Activity
Exactly transcribe the line that holds "of the blurred" and every remaining line of the records, up to and including the final one, with nothing else.
=-=-=-=-=
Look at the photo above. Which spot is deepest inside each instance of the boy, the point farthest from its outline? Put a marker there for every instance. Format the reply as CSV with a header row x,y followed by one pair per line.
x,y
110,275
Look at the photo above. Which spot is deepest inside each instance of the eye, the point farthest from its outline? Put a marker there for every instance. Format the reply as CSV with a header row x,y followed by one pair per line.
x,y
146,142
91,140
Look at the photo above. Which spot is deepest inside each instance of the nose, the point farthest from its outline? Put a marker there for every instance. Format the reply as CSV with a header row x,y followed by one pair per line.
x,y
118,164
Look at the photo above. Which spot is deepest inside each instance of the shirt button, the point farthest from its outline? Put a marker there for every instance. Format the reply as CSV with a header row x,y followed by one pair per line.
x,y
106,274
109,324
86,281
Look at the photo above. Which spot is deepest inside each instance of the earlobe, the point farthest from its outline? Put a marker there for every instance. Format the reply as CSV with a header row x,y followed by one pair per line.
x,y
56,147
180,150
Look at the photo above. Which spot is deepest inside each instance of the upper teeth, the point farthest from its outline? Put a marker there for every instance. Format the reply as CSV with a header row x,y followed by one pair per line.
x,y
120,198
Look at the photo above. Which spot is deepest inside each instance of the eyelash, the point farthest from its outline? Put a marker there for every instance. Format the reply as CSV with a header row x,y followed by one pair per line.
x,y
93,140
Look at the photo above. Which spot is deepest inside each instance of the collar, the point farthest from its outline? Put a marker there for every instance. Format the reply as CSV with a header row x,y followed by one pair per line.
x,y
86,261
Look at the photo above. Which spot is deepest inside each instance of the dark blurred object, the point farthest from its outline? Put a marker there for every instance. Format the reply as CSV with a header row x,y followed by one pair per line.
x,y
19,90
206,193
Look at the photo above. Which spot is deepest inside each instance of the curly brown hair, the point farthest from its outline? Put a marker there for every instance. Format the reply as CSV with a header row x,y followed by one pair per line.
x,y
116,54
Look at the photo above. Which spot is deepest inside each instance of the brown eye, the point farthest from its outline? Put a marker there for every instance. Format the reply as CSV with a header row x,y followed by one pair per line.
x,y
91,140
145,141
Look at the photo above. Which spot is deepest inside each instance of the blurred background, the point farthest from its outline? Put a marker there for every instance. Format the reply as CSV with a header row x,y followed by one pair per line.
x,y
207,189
=-=-=-=-=
Task solution
Look at the photo above. Which spot is deepest inside each instance of the blurred background, the point farthest from its outline? Put a marker there for every instance. Format the reply as CSV with a header row x,y followed by one pair per line.
x,y
207,189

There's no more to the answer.